[Image-grounded pointing data]
--*--

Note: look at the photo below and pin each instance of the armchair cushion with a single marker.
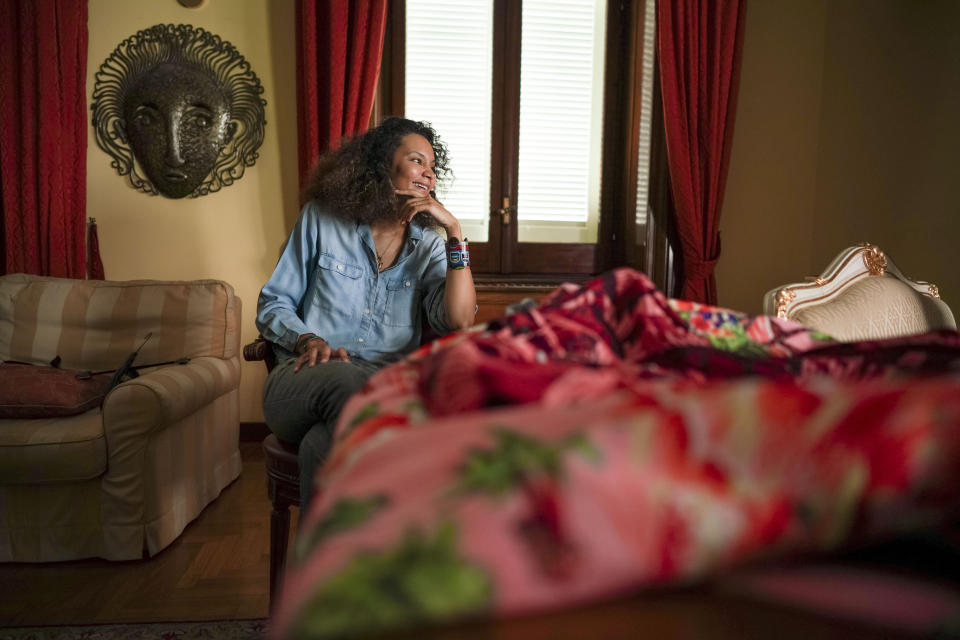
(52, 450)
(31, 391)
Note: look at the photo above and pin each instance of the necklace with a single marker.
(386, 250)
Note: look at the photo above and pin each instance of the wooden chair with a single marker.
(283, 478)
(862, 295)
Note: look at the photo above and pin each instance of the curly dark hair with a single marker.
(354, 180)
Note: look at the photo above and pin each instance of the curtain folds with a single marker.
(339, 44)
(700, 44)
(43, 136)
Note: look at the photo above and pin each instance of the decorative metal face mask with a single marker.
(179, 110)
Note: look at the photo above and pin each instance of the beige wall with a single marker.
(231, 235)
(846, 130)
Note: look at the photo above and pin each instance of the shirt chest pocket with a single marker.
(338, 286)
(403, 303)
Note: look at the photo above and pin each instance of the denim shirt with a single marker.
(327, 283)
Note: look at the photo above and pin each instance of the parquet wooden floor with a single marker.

--*--

> [WORK REQUIRED]:
Copy out the entries exactly. No pictures.

> [EXERCISE SOLUTION]:
Note: look at the photo below and pin each instance of the armchair cushion with a single marker.
(52, 450)
(31, 391)
Note: look at the photo above and pin each instance of the necklace with a single marker.
(386, 250)
Note: look at the photo above and pin each instance of the wooden chair with a single marker.
(283, 478)
(862, 295)
Note: look at the photo above and pin each instance of the curly dark hair with a single marker.
(354, 180)
Note: look at the photo above and pin each instance of the curtain folds with a single marker.
(339, 44)
(700, 44)
(43, 136)
Note: look at the photo above and pin each instance of the decorative metal face mask with a single marker.
(179, 110)
Note: look at the photo above and pin each instance of the beige wall with a single marker.
(231, 235)
(846, 130)
Note: look at the photo above and pin each instance of the shirt chest pocket with a single marker.
(338, 286)
(403, 303)
Note: look at the photo above and pin each instance of the denim shirt with a single marker.
(327, 283)
Note: look at the photo above and pin each instance of the parquet wooden floor with a single marker.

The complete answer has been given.